> _WRITTEN EXERCISE_: All of the data needs to be repeated exactly.

* Start *

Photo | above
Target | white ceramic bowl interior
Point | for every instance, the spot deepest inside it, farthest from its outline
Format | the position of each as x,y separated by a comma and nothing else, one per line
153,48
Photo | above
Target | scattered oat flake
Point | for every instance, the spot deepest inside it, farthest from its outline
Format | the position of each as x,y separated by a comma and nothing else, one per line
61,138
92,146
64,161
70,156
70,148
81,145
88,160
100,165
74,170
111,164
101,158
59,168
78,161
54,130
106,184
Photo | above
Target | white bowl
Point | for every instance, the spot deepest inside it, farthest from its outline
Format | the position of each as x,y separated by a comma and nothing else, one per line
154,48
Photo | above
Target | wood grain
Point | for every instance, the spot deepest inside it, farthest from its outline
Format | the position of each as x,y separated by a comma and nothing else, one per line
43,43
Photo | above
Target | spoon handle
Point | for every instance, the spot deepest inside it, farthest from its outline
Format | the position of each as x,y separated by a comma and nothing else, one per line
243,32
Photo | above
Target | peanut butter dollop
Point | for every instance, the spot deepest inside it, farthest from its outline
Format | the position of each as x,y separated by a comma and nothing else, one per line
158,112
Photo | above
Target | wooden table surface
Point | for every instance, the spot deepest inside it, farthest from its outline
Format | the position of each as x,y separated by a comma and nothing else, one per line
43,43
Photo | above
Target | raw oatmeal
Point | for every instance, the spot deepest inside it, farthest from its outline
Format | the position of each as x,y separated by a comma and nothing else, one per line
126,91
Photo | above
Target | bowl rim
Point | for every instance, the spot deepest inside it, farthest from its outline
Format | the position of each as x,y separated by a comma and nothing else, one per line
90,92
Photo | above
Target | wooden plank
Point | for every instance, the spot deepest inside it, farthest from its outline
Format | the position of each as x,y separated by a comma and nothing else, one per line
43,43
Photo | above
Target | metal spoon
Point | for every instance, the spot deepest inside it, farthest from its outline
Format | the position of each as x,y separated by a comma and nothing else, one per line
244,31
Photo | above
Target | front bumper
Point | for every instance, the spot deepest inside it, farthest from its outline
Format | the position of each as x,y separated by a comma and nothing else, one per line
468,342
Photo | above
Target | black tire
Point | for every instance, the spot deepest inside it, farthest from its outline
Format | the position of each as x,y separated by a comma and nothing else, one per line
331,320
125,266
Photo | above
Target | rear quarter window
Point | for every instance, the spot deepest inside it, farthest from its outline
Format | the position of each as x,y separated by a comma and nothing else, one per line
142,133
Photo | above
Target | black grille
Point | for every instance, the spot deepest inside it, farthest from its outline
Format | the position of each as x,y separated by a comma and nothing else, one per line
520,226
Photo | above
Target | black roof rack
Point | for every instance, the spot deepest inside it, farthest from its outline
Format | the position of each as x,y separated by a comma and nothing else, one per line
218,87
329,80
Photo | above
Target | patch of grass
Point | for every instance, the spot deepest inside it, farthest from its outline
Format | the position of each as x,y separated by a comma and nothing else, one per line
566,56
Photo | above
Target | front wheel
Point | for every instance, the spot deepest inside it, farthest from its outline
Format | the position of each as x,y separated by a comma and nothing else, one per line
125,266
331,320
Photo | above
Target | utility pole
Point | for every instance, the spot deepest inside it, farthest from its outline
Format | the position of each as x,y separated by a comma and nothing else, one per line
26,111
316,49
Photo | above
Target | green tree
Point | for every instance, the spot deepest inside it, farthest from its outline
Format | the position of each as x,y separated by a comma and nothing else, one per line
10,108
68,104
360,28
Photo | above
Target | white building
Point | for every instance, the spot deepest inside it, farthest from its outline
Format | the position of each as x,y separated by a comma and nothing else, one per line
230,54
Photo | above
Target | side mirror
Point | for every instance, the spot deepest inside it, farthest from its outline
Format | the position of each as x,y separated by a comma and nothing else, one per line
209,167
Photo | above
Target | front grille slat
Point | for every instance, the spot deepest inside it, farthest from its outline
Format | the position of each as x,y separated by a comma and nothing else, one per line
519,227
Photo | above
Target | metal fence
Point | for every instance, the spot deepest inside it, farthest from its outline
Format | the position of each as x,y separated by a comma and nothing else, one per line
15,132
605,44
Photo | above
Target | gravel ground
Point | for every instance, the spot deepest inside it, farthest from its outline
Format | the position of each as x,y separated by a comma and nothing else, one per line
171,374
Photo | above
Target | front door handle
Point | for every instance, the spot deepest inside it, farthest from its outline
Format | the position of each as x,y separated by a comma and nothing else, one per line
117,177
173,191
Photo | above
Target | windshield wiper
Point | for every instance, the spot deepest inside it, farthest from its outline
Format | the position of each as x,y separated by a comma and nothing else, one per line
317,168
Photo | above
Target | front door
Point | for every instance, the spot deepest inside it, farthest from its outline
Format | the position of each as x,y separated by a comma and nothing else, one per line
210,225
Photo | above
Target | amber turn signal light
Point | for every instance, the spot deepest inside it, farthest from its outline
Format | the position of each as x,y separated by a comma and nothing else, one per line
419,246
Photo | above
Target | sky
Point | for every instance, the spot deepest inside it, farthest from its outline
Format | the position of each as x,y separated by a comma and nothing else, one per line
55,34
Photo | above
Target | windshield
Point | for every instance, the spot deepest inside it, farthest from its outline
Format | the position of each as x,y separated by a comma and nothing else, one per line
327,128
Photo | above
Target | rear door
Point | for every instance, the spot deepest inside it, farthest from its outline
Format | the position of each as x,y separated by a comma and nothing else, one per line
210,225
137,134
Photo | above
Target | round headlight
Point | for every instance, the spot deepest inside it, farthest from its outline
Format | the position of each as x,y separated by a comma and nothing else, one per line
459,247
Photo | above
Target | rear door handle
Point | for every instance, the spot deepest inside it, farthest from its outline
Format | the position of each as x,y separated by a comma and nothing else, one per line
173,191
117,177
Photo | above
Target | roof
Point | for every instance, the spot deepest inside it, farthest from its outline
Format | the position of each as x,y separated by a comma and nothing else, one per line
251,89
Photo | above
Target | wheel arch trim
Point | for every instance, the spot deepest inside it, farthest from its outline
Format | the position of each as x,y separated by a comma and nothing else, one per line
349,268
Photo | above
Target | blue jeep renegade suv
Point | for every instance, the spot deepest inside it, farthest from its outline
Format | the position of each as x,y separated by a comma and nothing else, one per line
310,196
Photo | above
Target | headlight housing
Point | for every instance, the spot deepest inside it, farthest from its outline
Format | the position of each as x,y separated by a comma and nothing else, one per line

* End *

> _EXERCISE SOLUTION_:
Photo | above
Target | white ceramic bowl interior
Point | for every instance, the spot deepest inside it, farthest from its outline
Format | the position of each as x,y separated by a comma and nothing else, one per line
153,48
Photo | above
Target | scattered oat flake
Point | for every instance, the spot deepest inside it, farthest from its outline
Format | the position of each as x,y separated by a comma and nothing else, one per line
61,138
92,146
64,161
70,156
70,148
81,145
88,160
100,165
74,170
111,164
101,158
59,168
78,161
54,130
106,184
Photo | above
Target | white bowl
Point | for every instance, the spot deepest inside it, farthest from its outline
Format | the position of each as x,y separated by a comma and nothing else, one per line
154,48
Photo | above
Target | wood grain
Point | for every instance, the spot deepest inside it, farthest from its outline
Format | the position of each as x,y separated by a comma and nothing else, one per line
43,43
Photo | above
Target | spoon handle
Point | for every instance, the spot deepest inside it, farthest from its outline
Format | the position of each as x,y separated by a comma and nothing else, one per line
243,32
Photo | above
Target | peanut butter dollop
Point | for every instance, the spot deepest inside it, farthest from its outline
Format | the position of each as x,y separated by a comma and nothing else, one per line
158,112
Photo | above
Target | wooden table surface
Point | for every instance, the spot deepest inside it, farthest from its outline
Format | the position of each as x,y separated by a comma and nothing else, one per line
43,43
Photo | above
Target | raw oatmeal
Point | for every instance, the spot deepest inside it, farthest from its outline
Format | the position of each as x,y separated by a comma and nothing else, one per line
126,91
Photo | above
Target | bowl rim
Point | for every instance, the spot deepest inside it, farthest from its outline
Format | the position of each as x,y separated by a comma and nothing else, one per line
90,92
Photo | above
Target | wooden plank
Point | for every instance, the spot deepest inside it, farthest from its outline
Format | the position of each as x,y separated by a comma and nothing else, one per line
43,43
Photo | above
Target | metal spoon
Point | for every instance, the spot deepest inside it, farthest from its outline
Format | the position of each as x,y separated by a comma and nothing else, one per line
244,31
Photo | above
Target | front bumper
Point | for every instance, the spot deepest inside it, farthest from its outline
Format | the position of each as x,y separated by a comma and nothing else, one per line
468,342
Photo | above
Target | black tire
Point | for every instance, the spot deepest inside it, farthest from its outline
Format | the position of each as x,y separated by a comma and nothing else, one per line
331,320
125,266
Photo | above
Target | rear quarter window
Point | for every instance, the spot deepest inside it, farthest from its outline
Format | the position of each as x,y separated by a comma and nothing else, one per line
142,133
Photo | above
Target | black grille
Point | for every instance, the spot deepest inside it, farthest from its outline
Format | the position of each as x,y separated by a comma and nothing else, one per line
520,226
Photo | above
Target | black roof rack
Point | for every instance, the spot deepest inside it, farthest from its outline
Format | the position of each as x,y separated by a comma and nothing else, one per line
218,87
329,80
Photo | above
Target | patch of grass
Point | for every instance, the spot deepest inside it, farthest from its outline
Format | the position of each as x,y separated by a comma and nothing else, one per line
566,56
Photo | above
Target | front wheel
Point | for every instance, the spot deepest inside it, farthest from its outline
Format | the position of each as x,y separated by a comma and nothing else, one per line
125,266
331,320
Photo | above
Target | utility pole
Point | for every instance, the spot deepest inside it, farthest from its outline
Format | the position of each as x,y separated by a comma and nothing else, one per line
26,111
316,49
Photo | above
Target | green tree
Point | for every instance, the spot deepest inside it, farthest from its outline
Format | the position of each as x,y separated by a comma and nothing else, one per line
10,108
68,104
360,28
Photo | above
Target | white building
Point | for every instance, the spot deepest inside it, farthest from its outline
Format | the position of each as x,y separated by a comma and nothing else, one per line
230,54
Photo | above
Target | side mirror
Point | for every instance, the spot deepest inside it, farthest from its outline
Format | the position of each as x,y separated by a comma and nothing else, one per line
209,167
Photo | above
Target | front grille slat
Point | for every instance, the spot deepest inside it, farthest from its outline
Format | the position of each as x,y separated by a comma and nothing else, one per line
519,227
Photo | above
Target | metal fence
Point | for every instance, the spot deepest inside it, farthest from its outline
Format | the position of each as x,y separated by a comma and nothing else, one per line
15,132
605,44
Photo | above
Target | gravel ground
Point | for every instance, the spot deepest inside it, farthest from its outline
Format | the position of each as x,y separated by a comma and nothing else, one per line
171,374
Photo | above
Target | front door handle
Point | for every instance, the spot deepest inside it, farthest from its outline
Format | the position of each as x,y separated by a comma and nothing else, one per line
117,177
173,191
Photo | above
Target | windshield wiper
Point | for every instance, the spot deepest inside it, farthest from its outline
Format | the position of each as x,y separated by a comma and nothing else, one per line
317,168
Photo | above
Target | front door
Point | for every instance, the spot deepest inside it, farthest from its outline
Format | the position of each as x,y separated by a comma and nothing else, one per line
210,225
Photo | above
Target | amber turn signal light
Point | for every instance, the spot deepest inside it, farthest from its outline
Format | the position of each as x,y separated by a comma and nothing else, one per line
419,246
Photo | above
Target | sky
Point | for every instance, the spot deepest inside it, farthest from its outline
Format | the position of each as x,y separated by a comma and nothing else, one per line
55,34
Photo | above
Target | windshield
Point | for every instance, the spot deepest inside it, farthest from its outline
Format | the position of each as x,y separated by a comma and nothing else, one per line
327,128
Photo | above
Target | rear door
Point | for every instance, the spot deepest inside it, farthest from its outline
Format | the position of each as x,y separated by a comma and nothing else, one per line
210,225
137,134
Photo | above
Target | round headlight
Point | for every instance, the spot deepest inside it, farthest from its outline
Format | the position of each as x,y separated by a comma and nothing else, one per line
459,247
Photo | above
Target | rear door handle
Point | for every instance, the spot deepest inside it, farthest from its outline
Format | the position of each as x,y separated by a comma and nothing else, one per line
173,191
117,177
Photo | above
Target | roof
Point | for every instance, the spot deepest inside it, farthest from its outline
Format | the position of each as x,y separated by a comma and nothing else, one per line
251,89
Photo | above
Target | wheel arch trim
Point | for every instance, the spot deepest inside it, farthest from its outline
Format | the position of each as x,y separated by a comma and nothing else, one per line
349,268
Photo | above
Target | blue jeep renegade suv
Point | for every instance, the spot deepest inside it, farthest from its outline
Format | the position of each as x,y separated by a comma and nothing else, one per line
310,196
Photo | above
Target | headlight housing
Point | for every instance, the spot deepest inside it, farthest from its outline
Format | the position of each as x,y separated by a comma and nothing else, one per line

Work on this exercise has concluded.